== Texto extraído ==
◇ ◇ ◇ ◇ ◇

Los mundos de Briante

 Por Sergio Di Nucci

De modo célebre y acaso equivocadamente, José Ortega y Gasset observó que después de los treinta años padecemos el rostro que nos merecemos. El de Miguel Briante, de quien se publica ahora una compilación de escritos periodísticos, no oculta cierta melancolía, que en otras fotografías puede convertirse en desdén o hartazgo. No parece en cambio encontrarse en su mirada rastros de decepción o desilusión, pero esta ausencia es el mejor tributo al poder confrontacional de Briante. Es llamativo, sobre todo en este país, que Briante no haya necesitado “curarse” o “purgarse” merced a repentinas decepciones políticas. Más bien se impacientaba ante aquellos (hoy son tantos) que apelaron a sus ilusiones originales para justificar sus últimas, posteriores ingenuidades.
Esta impaciencia, reflejada mayormente en los artículos que publicó en este mismo diario entre los años 1987 y 1995, se combinó con una determinación por evitar lo que un historiador inglés denominó “la enorme condescendencia de la posteridad”. La obra de Briante, pero acaso más su propia vida, podría resumirse perfectamente en estas palabras emitidas por él mismo: “Una vez lo encaré a un amigo semiótico: a vos si te sacan el cuadro y te ponen un chancho decís lo mismo”.
Miguel Briante nació el 19 de mayo de 1944 en General Belgrano, en la provincia de Buenos Aires y murió allí mismo, cincuenta años después, un 25 de enero. Desde los nueve vivió en Buenos Aires y con apenas diecisiete ganó un concurso organizado por la revista El escarabajo de oro, con un relato que luego convertiría en novela. El jurado estaba integrado por Beatriz Guido, Dalmiro Sáenz, Humberto Costantini y Augusto Roa Bastos. Cuatro años más tarde, a los veinte, publicó su libro de cuentos Las hamacas voladoras, cuyos temas, mayormente inclinados hacia las letanías de provincia, reincidirán en los que siguieron: Hombre en la orilla (1968), Kincón (1974), su única novela, y Ley de juego (1983). (Uno póstumo, con relatos hasta entonces inéditos, fue publicado en 2003, Al mar y otros cuentos).

◇ ◇ ◇ ◇ ◇

== Material de estudio ==
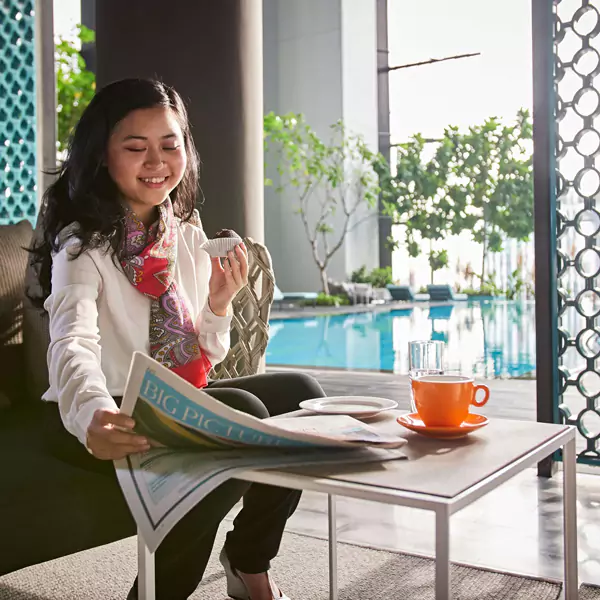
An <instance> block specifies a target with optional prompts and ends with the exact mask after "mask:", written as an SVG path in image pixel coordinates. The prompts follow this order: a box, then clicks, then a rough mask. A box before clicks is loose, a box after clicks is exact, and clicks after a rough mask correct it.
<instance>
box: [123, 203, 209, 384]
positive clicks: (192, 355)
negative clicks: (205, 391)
mask: <svg viewBox="0 0 600 600" xmlns="http://www.w3.org/2000/svg"><path fill="white" fill-rule="evenodd" d="M158 210H159V215H160V216H159V219H158V221H157V222H156V223H155V224H154V225H152V226H151V227H150V228H149V230H148V231H146V227H145V226H144V224H143V223H142V222H141V221H140V220H139V219H138V218H137V217H136V216H135V214H134V213H133V212H132V211H130V210H128V211H127V214H126V217H125V237H124V240H123V248H122V252H121V257H122V259H121V265H122V267H123V270H124V271H125V275H126V276H127V278H128V279H129V281H130V283H131V284H132V285H133V286H135V287H136V288H137V289H138V291H140V292H141V293H142V294H144V295H145V296H147V297H148V298H150V300H151V306H150V356H151V357H152V358H154V359H155V360H156V361H158V362H159V363H161V364H163V365H164V366H165V367H167V368H169V369H171V370H172V371H174V372H175V373H177V374H178V375H179V376H180V377H183V379H185V380H186V381H188V382H189V383H191V384H192V385H194V386H196V387H197V388H202V387H205V386H206V384H207V374H208V373H209V371H210V369H211V367H212V365H211V364H210V361H209V360H208V359H207V358H206V356H205V354H204V353H203V352H202V349H201V348H200V344H199V342H198V333H197V332H196V329H195V327H194V323H193V321H192V318H191V316H190V312H189V309H188V308H187V306H186V304H185V300H184V298H183V296H182V295H181V294H180V293H179V291H178V289H177V283H176V282H175V277H174V276H175V262H176V260H177V222H176V219H175V216H174V214H173V206H172V204H171V200H170V199H169V198H167V199H166V200H165V201H164V202H163V203H162V204H161V205H160V206H159V207H158Z"/></svg>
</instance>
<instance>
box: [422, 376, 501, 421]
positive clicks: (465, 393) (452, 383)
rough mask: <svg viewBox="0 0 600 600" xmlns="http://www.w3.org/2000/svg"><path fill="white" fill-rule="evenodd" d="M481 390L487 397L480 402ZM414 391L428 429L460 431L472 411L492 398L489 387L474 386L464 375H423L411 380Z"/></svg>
mask: <svg viewBox="0 0 600 600" xmlns="http://www.w3.org/2000/svg"><path fill="white" fill-rule="evenodd" d="M478 390H483V391H484V392H485V395H484V397H483V399H482V400H477V398H476V394H477V391H478ZM412 391H413V398H414V401H415V406H416V408H417V412H418V413H419V417H420V418H421V420H422V421H423V423H424V424H425V425H426V426H427V427H459V426H460V425H461V423H463V422H464V420H465V419H466V418H467V416H468V414H469V407H470V406H471V405H473V406H483V405H484V404H485V403H486V402H487V401H488V400H489V397H490V389H489V388H488V387H487V385H475V383H474V381H473V379H472V378H470V377H463V376H461V375H423V376H421V377H417V378H415V379H413V380H412Z"/></svg>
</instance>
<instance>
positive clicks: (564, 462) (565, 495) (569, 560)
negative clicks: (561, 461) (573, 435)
mask: <svg viewBox="0 0 600 600" xmlns="http://www.w3.org/2000/svg"><path fill="white" fill-rule="evenodd" d="M576 476H577V448H576V445H575V439H572V440H570V441H569V442H567V443H566V444H565V445H564V448H563V532H564V533H563V535H564V538H563V541H564V570H565V583H564V592H563V597H564V600H577V598H578V597H579V596H578V589H579V581H578V579H579V577H578V565H577V484H576Z"/></svg>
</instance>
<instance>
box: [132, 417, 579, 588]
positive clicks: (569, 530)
mask: <svg viewBox="0 0 600 600" xmlns="http://www.w3.org/2000/svg"><path fill="white" fill-rule="evenodd" d="M575 444H576V431H575V428H574V427H569V428H568V429H566V430H564V431H562V432H559V433H557V434H556V435H554V436H553V437H552V438H550V439H549V440H548V441H546V442H545V443H543V444H541V445H540V446H537V447H536V448H534V449H532V450H531V451H529V452H527V453H526V454H524V455H523V456H521V457H519V458H518V459H517V460H514V461H513V462H512V463H510V464H508V465H507V466H505V467H504V468H502V469H500V470H499V471H496V472H495V473H493V474H492V475H489V476H488V477H486V478H485V479H483V480H481V481H480V482H478V483H477V484H475V485H473V486H472V487H470V488H469V489H467V490H465V491H464V492H462V493H460V494H458V495H456V496H454V497H453V498H444V497H441V496H434V495H431V494H420V493H413V492H407V491H403V490H395V489H391V488H384V487H377V486H371V485H364V484H354V483H350V482H346V481H340V480H336V479H331V478H315V477H309V476H306V475H299V474H294V473H286V472H282V471H276V470H269V471H253V470H248V471H244V472H243V473H241V474H239V475H238V476H237V478H238V479H243V480H245V481H250V482H256V483H264V484H268V485H275V486H281V487H287V488H291V489H297V490H310V491H315V492H322V493H325V494H327V495H328V512H329V598H330V600H337V599H338V573H337V549H336V545H337V530H336V510H335V497H336V496H346V497H349V498H359V499H361V500H371V501H373V502H381V503H384V504H394V505H396V506H407V507H411V508H420V509H424V510H431V511H433V512H435V598H436V600H450V599H451V598H452V586H451V579H450V517H451V516H452V515H453V514H455V513H457V512H458V511H460V510H462V509H463V508H465V507H466V506H469V505H470V504H472V503H473V502H474V501H475V500H477V499H478V498H481V497H482V496H484V495H485V494H487V493H488V492H490V491H492V490H493V489H495V488H497V487H498V486H500V485H501V484H503V483H505V482H506V481H508V480H509V479H511V478H512V477H514V476H515V475H518V474H519V473H520V472H522V471H523V470H525V469H527V468H529V467H533V466H535V465H536V464H537V463H538V462H540V461H541V460H542V459H544V458H546V457H547V456H550V455H551V454H552V453H553V452H555V451H556V450H558V449H559V448H563V468H564V479H563V498H564V502H563V504H564V506H563V525H564V529H563V531H564V586H563V595H562V598H563V600H577V598H578V589H579V581H578V567H577V505H576V504H577V489H576V454H577V452H576V446H575ZM138 572H139V580H138V581H139V594H138V598H140V599H141V600H154V596H155V594H154V556H153V555H152V554H151V553H150V552H148V549H147V548H146V545H145V544H144V540H143V538H142V537H141V535H139V534H138Z"/></svg>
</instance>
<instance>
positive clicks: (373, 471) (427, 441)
mask: <svg viewBox="0 0 600 600" xmlns="http://www.w3.org/2000/svg"><path fill="white" fill-rule="evenodd" d="M295 414H301V413H300V412H299V413H295ZM398 414H401V413H400V412H396V411H391V412H389V413H385V415H383V416H381V417H380V418H379V419H377V420H376V421H374V422H371V423H372V424H373V425H375V426H377V427H378V428H380V429H381V430H382V431H388V432H389V431H395V432H401V433H402V435H403V436H404V437H406V438H407V439H408V442H409V443H408V445H407V446H405V448H404V450H405V453H406V454H407V456H408V460H396V461H390V462H386V463H383V464H379V463H368V464H361V465H358V466H357V465H350V466H345V465H344V466H340V465H336V466H335V467H332V466H329V467H328V466H319V465H317V466H307V467H301V468H300V467H294V468H286V469H279V470H268V471H255V470H248V471H245V472H244V473H242V474H241V475H239V476H238V477H239V478H240V479H244V480H246V481H253V482H257V483H265V484H270V485H277V486H282V487H287V488H292V489H298V490H313V491H317V492H323V493H325V494H328V502H329V580H330V599H331V600H337V598H338V584H337V556H336V525H335V496H347V497H352V498H360V499H363V500H372V501H374V502H383V503H386V504H395V505H398V506H410V507H413V508H422V509H426V510H431V511H434V512H435V515H436V520H435V522H436V526H435V561H436V567H435V578H436V579H435V597H436V600H448V599H450V598H451V597H452V586H451V581H450V517H451V515H453V514H455V513H456V512H458V511H459V510H461V509H463V508H464V507H465V506H468V505H469V504H471V503H472V502H474V501H475V500H477V499H478V498H481V496H483V495H485V494H487V493H488V492H490V491H491V490H493V489H495V488H497V487H498V486H499V485H501V484H502V483H504V482H505V481H507V480H508V479H510V478H511V477H514V476H515V475H517V474H518V473H520V472H521V471H523V470H524V469H526V468H528V467H531V466H534V465H535V464H536V463H538V462H539V461H540V460H542V459H543V458H546V457H547V456H549V455H550V454H552V453H553V452H554V451H555V450H558V449H559V448H563V466H564V483H563V493H564V511H563V519H564V596H563V597H564V599H565V600H576V599H577V598H578V587H579V582H578V570H577V513H576V493H577V492H576V486H575V477H576V449H575V435H576V430H575V428H574V427H572V426H568V425H548V424H544V423H534V422H526V421H512V420H505V419H497V420H494V421H492V422H491V423H490V424H489V425H488V426H487V427H485V428H483V429H481V430H479V431H477V432H476V433H473V434H471V435H469V436H468V437H467V438H463V439H461V440H454V441H441V440H434V439H430V438H425V437H423V436H420V435H418V434H416V433H412V432H409V431H408V430H405V429H403V428H401V427H400V425H398V424H397V423H396V417H397V416H398ZM440 450H444V451H443V452H440ZM449 474H452V476H451V477H450V476H449ZM515 541H517V540H515Z"/></svg>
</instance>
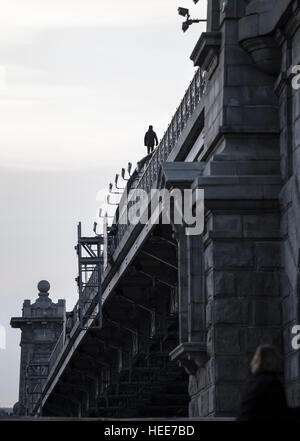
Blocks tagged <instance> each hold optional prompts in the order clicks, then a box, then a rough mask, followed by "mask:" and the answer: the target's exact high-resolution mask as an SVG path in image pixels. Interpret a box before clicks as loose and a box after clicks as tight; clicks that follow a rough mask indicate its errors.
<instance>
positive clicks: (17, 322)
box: [10, 280, 66, 415]
mask: <svg viewBox="0 0 300 441" xmlns="http://www.w3.org/2000/svg"><path fill="white" fill-rule="evenodd" d="M49 289H50V284H49V282H47V281H46V280H42V281H41V282H39V284H38V290H39V294H38V295H39V297H38V299H37V300H36V301H35V302H34V303H33V304H31V302H30V300H24V303H23V313H22V317H13V318H12V319H11V323H10V324H11V326H12V327H13V328H20V329H21V342H20V346H21V362H20V384H19V402H18V405H17V406H16V408H17V409H16V411H17V413H19V414H23V415H24V414H25V415H28V414H29V413H30V409H31V407H32V405H33V403H34V401H35V400H36V399H37V396H38V394H39V391H40V389H41V387H42V383H43V381H44V379H45V378H47V376H48V361H49V357H50V355H51V352H52V350H53V348H54V346H55V344H56V342H57V340H58V338H59V336H60V335H61V333H62V332H63V330H64V322H65V315H66V314H65V308H66V305H65V300H58V302H57V303H53V302H52V300H51V299H50V298H49Z"/></svg>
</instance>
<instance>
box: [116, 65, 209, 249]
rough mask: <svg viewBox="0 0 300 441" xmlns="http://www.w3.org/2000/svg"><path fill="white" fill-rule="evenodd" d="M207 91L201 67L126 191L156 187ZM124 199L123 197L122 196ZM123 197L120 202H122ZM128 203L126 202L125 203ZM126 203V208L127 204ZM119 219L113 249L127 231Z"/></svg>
mask: <svg viewBox="0 0 300 441" xmlns="http://www.w3.org/2000/svg"><path fill="white" fill-rule="evenodd" d="M204 92H205V71H203V70H202V69H201V68H199V69H198V70H197V71H196V73H195V75H194V78H193V79H192V81H191V82H190V85H189V87H188V89H187V90H186V92H185V95H184V97H183V99H182V101H181V103H180V105H179V107H178V108H177V110H176V112H175V115H174V116H173V118H172V120H171V122H170V124H169V126H168V129H167V130H166V132H165V134H164V136H163V138H162V140H161V141H160V143H159V145H158V147H157V148H156V149H155V151H154V152H153V154H152V156H151V157H150V158H149V160H148V161H146V162H145V163H144V164H143V166H142V167H141V169H140V170H138V171H137V173H136V174H135V175H133V176H132V178H133V179H130V180H129V181H128V184H127V187H126V189H125V192H127V193H128V192H129V191H130V190H132V189H140V190H144V191H146V192H147V193H149V192H150V190H151V188H153V187H154V185H155V183H156V181H157V178H158V173H159V169H160V165H161V163H162V162H164V161H166V160H167V158H168V156H169V154H170V153H171V152H172V150H173V149H174V147H175V145H176V143H177V141H178V139H179V137H180V135H181V133H182V132H183V130H184V128H185V127H186V126H187V124H188V122H189V120H190V119H191V117H192V115H193V114H194V111H195V109H196V107H197V105H198V104H199V102H200V100H201V98H202V96H203V94H204ZM122 199H123V198H122ZM122 199H121V201H120V204H122ZM125 205H126V204H125ZM125 205H124V208H127V206H125ZM117 213H118V219H119V220H120V219H121V217H122V212H120V205H119V207H118V209H117ZM119 220H118V221H117V222H116V224H117V231H116V234H115V238H114V243H113V250H115V249H116V248H117V246H118V245H119V244H120V242H121V240H122V238H123V236H124V234H125V233H126V231H127V228H128V224H126V223H120V221H119Z"/></svg>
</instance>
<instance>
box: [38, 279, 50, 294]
mask: <svg viewBox="0 0 300 441" xmlns="http://www.w3.org/2000/svg"><path fill="white" fill-rule="evenodd" d="M49 289H50V283H49V282H48V281H47V280H41V281H40V282H39V283H38V290H39V291H40V292H48V291H49Z"/></svg>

◇ ◇ ◇ ◇ ◇

== Ejercicios ==
(A) Imprime sin ningún cambio el fragmento del texto sobre Miguel Briante que empieza en "Los mundos de" y termina en "últimas, posteriores ingenuidades.".
(B) Indica si cada afirmación concuerda con el texto sobre Miguel Briante, respondiendo sí o no y citando las palabras del texto que lo deciden: (i) Briante nació en General Belgrano. (ii) Kincón es un libro de cuentos. (iii) Briante publicó artículos en el diario entre 1987 y 1995.
(C) Prosigue el texto sobre Miguel Briante a partir de su última oración.
Los datos no tienen relación alguna con el texto sobre Miguel Briante.

== Respuestas ==
(A)
Los mundos de Briante

 Por Sergio Di Nucci

De modo célebre y acaso equivocadamente, José Ortega y Gasset observó que después de los treinta años padecemos el rostro que nos merecemos. El de Miguel Briante, de quien se publica ahora una compilación de escritos periodísticos, no oculta cierta melancolía, que en otras fotografías puede convertirse en desdén o hartazgo. No parece en cambio encontrarse en su mirada rastros de decepción o desilusión, pero esta ausencia es el mejor tributo al poder confrontacional de Briante. Es llamativo, sobre todo en este país, que Briante no haya necesitado “curarse” o “purgarse” merced a repentinas decepciones políticas. Más bien se impacientaba ante aquellos (hoy son tantos) que apelaron a sus ilusiones originales para justificar sus últimas, posteriores ingenuidades.

(B)
(i) Sí: «nació el 19 de mayo de 1944 en General Belgrano».
(ii) No: «Kincón (1974), su única novela».
(iii) Sí: «los artículos que publicó en este mismo diario entre los años 1987 y 1995».

(C)
El proyecto literario de Briante descansa, para un sector de la crítica argentina, en un casillero de la versión de la literatura argentina fomentada por Ricardo Piglia: se retoma la exaltación que hizo la revista Contorno y David Viñas en particular de Roberto Arlt para encajar a Briante, a cualquier otro escritor argentino, entre los ejes Sarmiento-Borges-Arlt. Para el también escritor y periodista C. E. Feiling, que murió de modo todavía más prematuro que Miguel, Briante representó en cambio el último escritor de la familia Hernández-Lugones-Borges, “el sobrino que dilapida la herencia porque para eso están las herencias”, en el camino que inaugura la reivindicación de José Hernández hecha por Leopoldo Lugones y se cierra con el criollismo borgiano. (En Kincón, como en “El fin” de Borges, muere de nuevo un negro: muere Bentos Márquez Sesmeao, muere Carneiro, muere Kincón).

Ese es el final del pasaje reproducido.